> WHAT YOU HAVE TO DO:
Quote, verbatim, all material below, without pictures.

> DATA IN THIS EXERCISE:
★ ★ ★
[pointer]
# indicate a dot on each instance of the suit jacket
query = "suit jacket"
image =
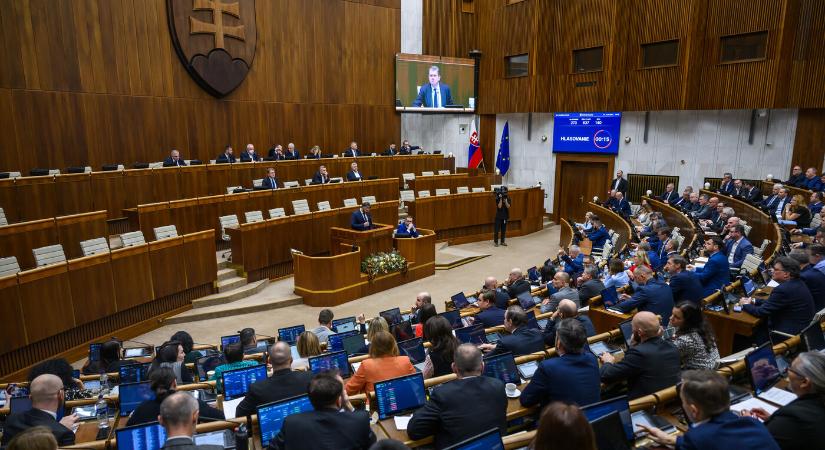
(358, 218)
(451, 418)
(570, 378)
(725, 431)
(798, 425)
(744, 249)
(282, 384)
(715, 274)
(686, 286)
(648, 367)
(524, 340)
(326, 429)
(223, 158)
(169, 162)
(655, 296)
(18, 423)
(425, 96)
(352, 176)
(789, 308)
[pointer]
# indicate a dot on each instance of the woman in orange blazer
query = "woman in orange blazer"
(383, 363)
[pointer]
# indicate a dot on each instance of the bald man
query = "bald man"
(48, 399)
(649, 365)
(282, 384)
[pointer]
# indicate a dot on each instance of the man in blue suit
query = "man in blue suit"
(790, 307)
(652, 295)
(716, 272)
(572, 377)
(434, 94)
(706, 403)
(361, 218)
(684, 284)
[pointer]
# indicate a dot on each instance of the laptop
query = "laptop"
(503, 367)
(131, 395)
(328, 361)
(344, 325)
(414, 349)
(207, 364)
(335, 341)
(148, 436)
(271, 416)
(399, 395)
(290, 334)
(236, 382)
(489, 440)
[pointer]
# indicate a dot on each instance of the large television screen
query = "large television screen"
(590, 132)
(434, 84)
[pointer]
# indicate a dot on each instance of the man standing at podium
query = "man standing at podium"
(361, 218)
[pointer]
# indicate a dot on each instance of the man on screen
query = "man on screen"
(435, 94)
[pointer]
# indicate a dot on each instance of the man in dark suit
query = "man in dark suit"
(226, 157)
(434, 94)
(284, 383)
(352, 151)
(270, 182)
(250, 155)
(572, 377)
(716, 272)
(522, 339)
(789, 308)
(619, 184)
(321, 176)
(684, 284)
(651, 295)
(361, 219)
(463, 408)
(650, 365)
(354, 174)
(333, 425)
(47, 397)
(174, 159)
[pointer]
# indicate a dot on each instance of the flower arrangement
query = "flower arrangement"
(381, 263)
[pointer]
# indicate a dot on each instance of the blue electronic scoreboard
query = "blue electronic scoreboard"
(596, 132)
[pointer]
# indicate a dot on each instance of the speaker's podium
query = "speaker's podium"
(336, 279)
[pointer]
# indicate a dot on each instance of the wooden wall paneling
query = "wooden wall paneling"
(47, 302)
(71, 230)
(90, 279)
(13, 331)
(132, 270)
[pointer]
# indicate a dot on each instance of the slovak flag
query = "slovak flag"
(475, 157)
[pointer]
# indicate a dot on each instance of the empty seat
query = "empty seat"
(300, 207)
(132, 238)
(165, 232)
(9, 266)
(94, 246)
(52, 254)
(254, 216)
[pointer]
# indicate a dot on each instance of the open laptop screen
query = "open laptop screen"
(399, 395)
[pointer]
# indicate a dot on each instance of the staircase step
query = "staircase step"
(231, 283)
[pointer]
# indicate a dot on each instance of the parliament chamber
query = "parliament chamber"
(390, 224)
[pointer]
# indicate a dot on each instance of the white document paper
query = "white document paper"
(401, 422)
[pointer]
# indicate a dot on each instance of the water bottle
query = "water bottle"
(102, 412)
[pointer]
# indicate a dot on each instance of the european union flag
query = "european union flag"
(503, 158)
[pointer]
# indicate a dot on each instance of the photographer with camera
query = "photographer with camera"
(502, 214)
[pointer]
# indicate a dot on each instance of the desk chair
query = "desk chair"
(52, 254)
(94, 246)
(9, 266)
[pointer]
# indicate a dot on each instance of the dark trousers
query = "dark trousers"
(500, 224)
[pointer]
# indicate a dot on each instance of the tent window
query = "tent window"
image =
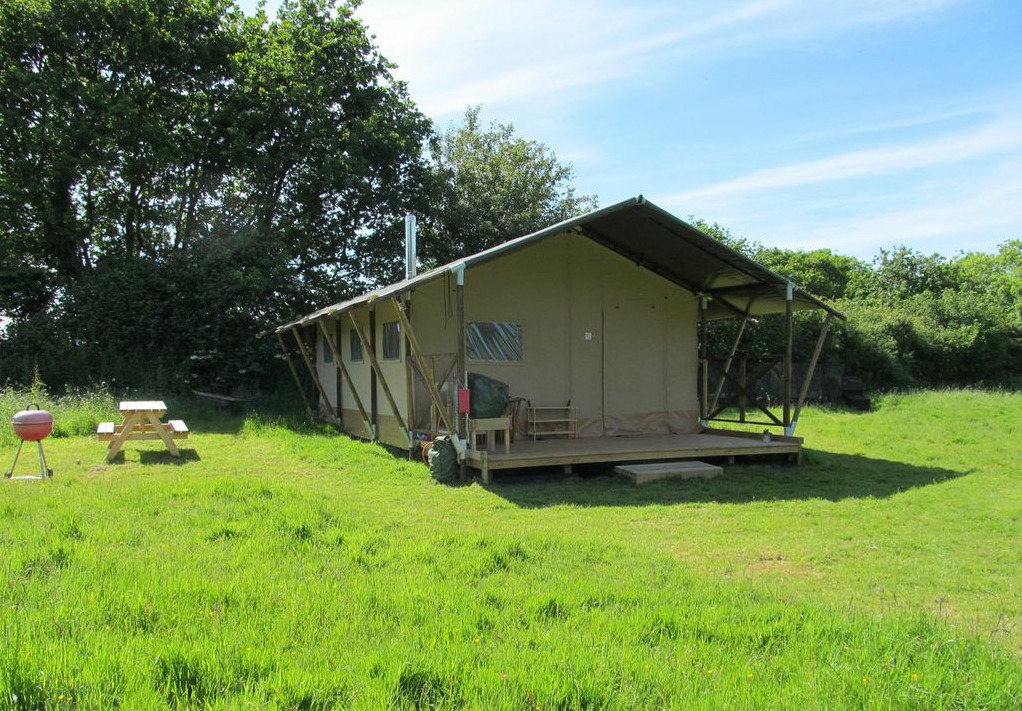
(353, 338)
(327, 353)
(492, 341)
(391, 341)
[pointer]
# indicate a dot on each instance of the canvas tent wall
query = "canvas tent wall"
(607, 307)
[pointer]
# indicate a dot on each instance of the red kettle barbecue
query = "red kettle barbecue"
(32, 426)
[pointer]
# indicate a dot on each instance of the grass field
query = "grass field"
(280, 566)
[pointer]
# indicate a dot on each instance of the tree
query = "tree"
(491, 186)
(102, 104)
(329, 145)
(228, 172)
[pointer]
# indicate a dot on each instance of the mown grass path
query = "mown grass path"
(274, 568)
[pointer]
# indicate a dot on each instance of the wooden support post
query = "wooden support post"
(810, 370)
(743, 385)
(703, 359)
(789, 339)
(727, 365)
(420, 361)
(294, 374)
(311, 366)
(462, 362)
(371, 353)
(366, 422)
(409, 380)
★ ★ ★
> TASK OUTPUT:
[pointer]
# indicate a dot on each instance of the suit jacket
query = "suit jacket"
image =
(358, 218)
(451, 418)
(570, 378)
(725, 431)
(798, 425)
(744, 249)
(282, 384)
(715, 274)
(686, 286)
(648, 367)
(524, 340)
(326, 429)
(223, 158)
(169, 162)
(655, 296)
(18, 423)
(425, 96)
(352, 176)
(789, 308)
[pointer]
# indicate a dot on each instance of the woman in orange blazer
query = "woman in orange blazer"
(383, 363)
[pointer]
# indicate a dot on each instance of the bald man
query = "bald man"
(48, 399)
(649, 365)
(282, 384)
[pointer]
# indicate a dot on each instance of the man in blue suit
query = "man in blue suit"
(790, 307)
(652, 295)
(716, 272)
(572, 377)
(434, 94)
(706, 403)
(361, 218)
(684, 284)
[pointer]
# indicate a dot on each instance of the laptop
query = "laptop"
(503, 367)
(131, 395)
(328, 361)
(344, 325)
(414, 349)
(207, 364)
(335, 341)
(148, 436)
(271, 416)
(399, 395)
(290, 334)
(236, 382)
(489, 440)
[pointer]
# indicate a dot on each instance of the large television screen
query = "large television screen"
(590, 132)
(434, 84)
[pointer]
# indicate a dot on each instance of the man standing at podium
query = "man standing at podium"
(361, 218)
[pointer]
# indicate a dot on each instance of the man on screen
query = "man on screen"
(435, 94)
[pointer]
# indicate a dot on each instance of the man in dark suit
query = "man in dark suit"
(226, 157)
(434, 94)
(284, 383)
(352, 151)
(270, 182)
(250, 155)
(572, 377)
(716, 272)
(522, 339)
(789, 308)
(619, 184)
(321, 176)
(684, 284)
(651, 295)
(361, 219)
(463, 408)
(650, 365)
(354, 174)
(333, 425)
(47, 397)
(174, 159)
[pointer]
# indicate a dot on each instance of the flower arrangement
query = "flower arrangement"
(381, 263)
[pointer]
# indicate a dot on each instance of the blue electronic scoreboard
query = "blue electronic scoreboard"
(596, 132)
[pointer]
# indicate a dot on each instance of the speaker's podium
query = "speaker's podium"
(336, 279)
[pointer]
# indicate a dot on each instance of the wooden wall paneling
query = "wooden wall paneling"
(47, 302)
(71, 230)
(90, 279)
(13, 331)
(132, 270)
[pointer]
# indicate a dot on each instance of the slovak flag
query = "slovak flag"
(475, 157)
[pointer]
# indicate a dot on each instance of the empty seat
query = "empty seat"
(300, 207)
(132, 238)
(165, 232)
(9, 266)
(94, 246)
(52, 254)
(254, 216)
[pointer]
# indicate a dot on each instance of the open laptop screen
query = "open laptop screen"
(399, 395)
[pointer]
# indicate a dot on each instance of the staircase step
query = "staircase step"
(231, 283)
[pointer]
# indicate a dot on each instance of the parliament chamber
query = "parliament chamber"
(390, 224)
[pointer]
# indicate a dot on each instance of the white document paper
query = "white document paper"
(401, 422)
[pointer]
# indicate a dot on each instance of the water bottle
query = "water bottle"
(102, 412)
[pointer]
# indicate a dot on each instance of the european union flag
query = "european union flag"
(503, 158)
[pointer]
# indicate a dot on each instance of the photographer with camera
query = "photographer with camera"
(502, 214)
[pointer]
# indicate a dot on each instance of the desk chair
query = "desk chair"
(52, 254)
(94, 246)
(9, 266)
[pointer]
# indicate a dot on each instance of the dark trousers
query = "dark trousers"
(500, 224)
[pointer]
# indicate a dot on each instance of the tent window
query = "tent window"
image =
(353, 338)
(327, 353)
(492, 341)
(391, 341)
[pointer]
# indicate a dot on each instance of the canvas tent wall
query = "canvas tent wall"
(607, 307)
[pointer]
# indicate a dot on each instance of the red kettle barbecue
query = "red kettle barbecue"
(32, 426)
[pointer]
# indicate a dot on each instance of the grass field
query = "grass field"
(280, 566)
[pointer]
# indicate a dot on each instance of the tree
query = "tree"
(491, 186)
(102, 104)
(329, 145)
(228, 172)
[pointer]
# indicate a dot on each instance of the mown grass path
query = "mown grass path"
(274, 568)
[pointer]
# indicate a dot on each instance of the wooden support post
query = "wooden support post"
(810, 370)
(743, 385)
(703, 359)
(789, 339)
(727, 365)
(420, 361)
(294, 374)
(311, 366)
(462, 362)
(371, 353)
(366, 422)
(409, 380)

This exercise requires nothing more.